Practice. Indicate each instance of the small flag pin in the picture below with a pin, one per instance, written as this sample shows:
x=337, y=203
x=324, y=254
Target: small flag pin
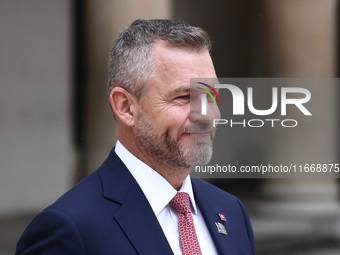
x=221, y=229
x=222, y=218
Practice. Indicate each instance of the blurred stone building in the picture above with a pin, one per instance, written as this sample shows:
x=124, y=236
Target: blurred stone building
x=56, y=126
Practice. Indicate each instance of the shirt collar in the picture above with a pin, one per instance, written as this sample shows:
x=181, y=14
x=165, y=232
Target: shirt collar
x=157, y=190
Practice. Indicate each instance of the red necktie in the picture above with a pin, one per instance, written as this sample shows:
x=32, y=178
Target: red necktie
x=186, y=228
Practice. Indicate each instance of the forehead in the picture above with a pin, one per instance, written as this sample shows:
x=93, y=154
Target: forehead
x=174, y=66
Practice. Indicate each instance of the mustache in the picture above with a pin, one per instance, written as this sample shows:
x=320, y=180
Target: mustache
x=198, y=127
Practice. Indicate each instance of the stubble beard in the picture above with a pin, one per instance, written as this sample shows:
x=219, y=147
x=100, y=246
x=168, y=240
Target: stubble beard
x=168, y=151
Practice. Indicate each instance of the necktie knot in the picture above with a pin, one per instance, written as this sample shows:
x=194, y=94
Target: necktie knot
x=181, y=203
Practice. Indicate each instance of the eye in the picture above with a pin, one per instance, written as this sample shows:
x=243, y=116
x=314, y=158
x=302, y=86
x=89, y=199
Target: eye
x=183, y=98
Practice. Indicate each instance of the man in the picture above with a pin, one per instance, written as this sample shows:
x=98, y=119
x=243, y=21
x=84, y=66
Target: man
x=142, y=199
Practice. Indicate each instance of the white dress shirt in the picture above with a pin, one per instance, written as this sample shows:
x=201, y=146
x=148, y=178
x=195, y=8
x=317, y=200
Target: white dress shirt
x=159, y=193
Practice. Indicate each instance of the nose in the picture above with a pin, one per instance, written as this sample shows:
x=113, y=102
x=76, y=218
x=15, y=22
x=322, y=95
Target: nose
x=203, y=111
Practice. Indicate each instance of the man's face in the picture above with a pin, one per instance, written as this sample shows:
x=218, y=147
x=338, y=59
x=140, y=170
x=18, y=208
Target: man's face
x=166, y=130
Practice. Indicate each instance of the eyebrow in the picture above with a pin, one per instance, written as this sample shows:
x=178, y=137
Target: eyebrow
x=180, y=90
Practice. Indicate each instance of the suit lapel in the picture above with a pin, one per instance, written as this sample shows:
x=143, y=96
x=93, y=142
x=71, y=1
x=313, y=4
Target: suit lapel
x=135, y=215
x=210, y=211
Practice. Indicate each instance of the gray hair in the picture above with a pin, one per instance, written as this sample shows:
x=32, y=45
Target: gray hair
x=131, y=60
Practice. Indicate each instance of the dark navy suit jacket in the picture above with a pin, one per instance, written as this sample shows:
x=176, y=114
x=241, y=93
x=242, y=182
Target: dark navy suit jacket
x=107, y=213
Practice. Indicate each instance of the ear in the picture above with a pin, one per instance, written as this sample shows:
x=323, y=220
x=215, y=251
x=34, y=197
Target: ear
x=124, y=105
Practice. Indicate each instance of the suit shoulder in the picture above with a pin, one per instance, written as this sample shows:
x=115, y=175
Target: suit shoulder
x=213, y=191
x=82, y=195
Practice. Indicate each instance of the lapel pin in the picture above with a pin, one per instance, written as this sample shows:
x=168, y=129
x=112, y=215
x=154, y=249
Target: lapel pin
x=221, y=229
x=222, y=218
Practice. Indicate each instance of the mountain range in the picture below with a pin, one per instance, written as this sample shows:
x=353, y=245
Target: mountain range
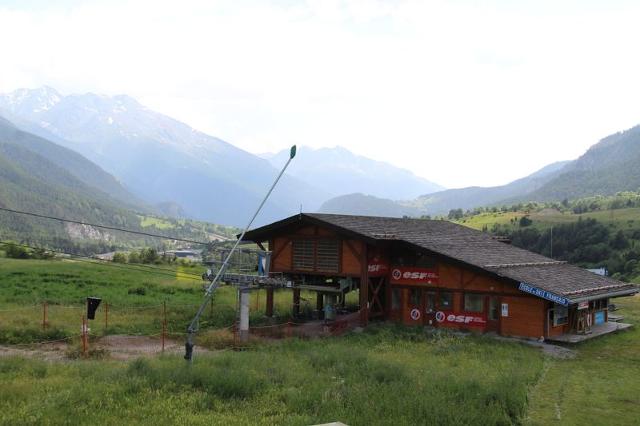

────

## YOUR INSTRUCTIONS
Reproduce the lines from the start through the line containing "x=181, y=203", substituting "short beard" for "stubble beard" and keeping all else as it stands. Omit the pictures from the answer.

## ANSWER BELOW
Practice. Indicate each instance of the small flag pin in the picture below with a pin, one per instance, written as this sample shows:
x=337, y=203
x=324, y=254
Target: small flag pin
x=221, y=229
x=222, y=218
Practice. Indicate each instance of the blurred stone building in the picture above with a pin, one per instance, written as this sample shows:
x=124, y=236
Target: blurred stone building
x=56, y=126
Practice. Indicate each instance of the shirt collar in the picture above with a pin, one per instance, written as this sample shows:
x=181, y=14
x=165, y=232
Target: shirt collar
x=157, y=190
Practice. Indicate each instance of the red necktie in the picture above with a pin, one per instance, written as this sample shows:
x=32, y=178
Target: red necktie
x=186, y=228
Practice. Indicate each instance of the forehead in the picture above with a pin, one per instance, written as this sample shows:
x=93, y=154
Target: forehead
x=174, y=66
Practice. Indicate each instance of the mustache in the picture above with a pin, one per instance, written as this sample shows:
x=320, y=180
Target: mustache
x=198, y=127
Practice. Indicate each instance of the short beard in the picture above with a pin, one per instance, written as this sample shows:
x=219, y=147
x=100, y=246
x=168, y=240
Target: short beard
x=168, y=151
Practice. Indicate each instance of the necktie knot in the picture above with a pin, one per instance, written as this sample shows:
x=194, y=94
Target: necktie knot
x=181, y=203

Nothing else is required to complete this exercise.